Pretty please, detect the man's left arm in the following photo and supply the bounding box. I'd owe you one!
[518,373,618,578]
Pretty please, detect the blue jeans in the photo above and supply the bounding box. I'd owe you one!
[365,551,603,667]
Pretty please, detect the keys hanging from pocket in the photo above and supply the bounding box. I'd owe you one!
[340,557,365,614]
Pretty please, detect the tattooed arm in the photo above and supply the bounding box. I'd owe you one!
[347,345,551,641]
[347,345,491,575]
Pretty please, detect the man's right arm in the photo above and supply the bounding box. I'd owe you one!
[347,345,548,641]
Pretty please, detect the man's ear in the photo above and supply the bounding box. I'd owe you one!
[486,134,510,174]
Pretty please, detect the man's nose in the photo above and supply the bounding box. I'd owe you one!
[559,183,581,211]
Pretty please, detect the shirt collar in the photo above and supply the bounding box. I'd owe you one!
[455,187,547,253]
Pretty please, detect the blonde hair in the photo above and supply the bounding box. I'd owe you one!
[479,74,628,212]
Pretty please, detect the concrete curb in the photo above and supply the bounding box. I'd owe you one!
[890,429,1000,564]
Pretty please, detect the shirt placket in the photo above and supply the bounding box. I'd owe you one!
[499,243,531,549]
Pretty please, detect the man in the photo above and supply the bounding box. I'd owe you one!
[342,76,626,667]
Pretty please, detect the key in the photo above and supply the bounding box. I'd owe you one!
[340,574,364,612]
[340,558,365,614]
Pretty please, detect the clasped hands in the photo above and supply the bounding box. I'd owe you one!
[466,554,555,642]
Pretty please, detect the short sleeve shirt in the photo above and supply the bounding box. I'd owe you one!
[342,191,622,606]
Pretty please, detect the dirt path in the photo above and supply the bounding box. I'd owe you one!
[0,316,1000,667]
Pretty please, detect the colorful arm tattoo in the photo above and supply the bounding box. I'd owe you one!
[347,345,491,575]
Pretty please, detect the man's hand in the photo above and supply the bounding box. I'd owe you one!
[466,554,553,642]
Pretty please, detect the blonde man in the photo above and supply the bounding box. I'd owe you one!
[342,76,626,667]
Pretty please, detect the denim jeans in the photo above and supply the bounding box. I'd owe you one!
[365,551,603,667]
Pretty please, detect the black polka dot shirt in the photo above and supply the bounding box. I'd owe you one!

#### The request
Reproduce all of the material above, changing each "supply" to "provide" and leaving everything else the same.

#### Answer to this exercise
Pretty please, detect the man's left arm in the following photo and provide the bounding box. I'd owe you one!
[518,373,618,578]
Pretty please, detect the blue jeans in the photo above and provide the bounding box. I'd owe you one!
[365,551,603,667]
Pretty please, detect the keys hanging from pocket in the photo above and provide the bounding box. I'd owe you one!
[340,557,365,614]
Pretty please, detect the tattooed arm in the photo above and provide the bounding box. I'd owe you one!
[347,345,551,641]
[347,345,491,575]
Pretty please, detect the man's right arm in the photo above and provide the bounding box. I'd owe you one!
[347,345,548,641]
Pretty please, detect the man's ear in the photo above and provide the bounding box. I'd owe you one!
[486,134,510,174]
Pretty please, detect the man's nose in the photo above and provide the bounding box. I'd owe you one!
[559,183,581,211]
Pretty please, detect the shirt collar in the photo above and provide the bounding box. I'd owe you one!
[455,187,547,253]
Pretty please, detect the blonde hair in the photo above and provide the bounding box. I'd owe you one!
[479,74,628,212]
Pretty please, detect the concrete curb in the photo above and provide the bounding box. I'd owe you one!
[890,429,1000,564]
Pretty please, detect the shirt placket in the photo above and provide the bounding box. I'd owe you one!
[499,243,531,549]
Pretty please, detect the man in the photo above and provide the bounding box. I'd owe you one!
[342,76,626,667]
Pretty please, detect the key in the photo above and provide the bounding box. I'd owe you one!
[340,574,364,612]
[340,558,365,614]
Pretty please, detect the clasped hands in the photo above and provide the bounding box. I'd owe you one!
[466,554,555,642]
Pretty please, detect the short sleeve shirt in the photo above and provide the bounding box. I'd owe you one!
[342,191,622,606]
Pretty please, detect the dirt path in the photo above and provide the bounding box. I'd owe you one!
[0,316,1000,667]
Pretty please, detect the colorful arm tattoo in the photo above and provide the bounding box. I'd owe you one!
[347,345,491,575]
Pretty please, detect the man's hand in the photo above and provide the bounding box. I'd owe you one!
[466,554,553,642]
Pretty please, detect the blonde man in the photo above and provide the bounding box. I'd owe you one!
[342,76,626,667]
Pretty please, detect the denim jeans in the photo above and provide the bounding box. I'd owe you one!
[365,551,603,667]
Pretty please, detect the black polka dot shirt in the photo above and provide the bounding box. I'd owe you one!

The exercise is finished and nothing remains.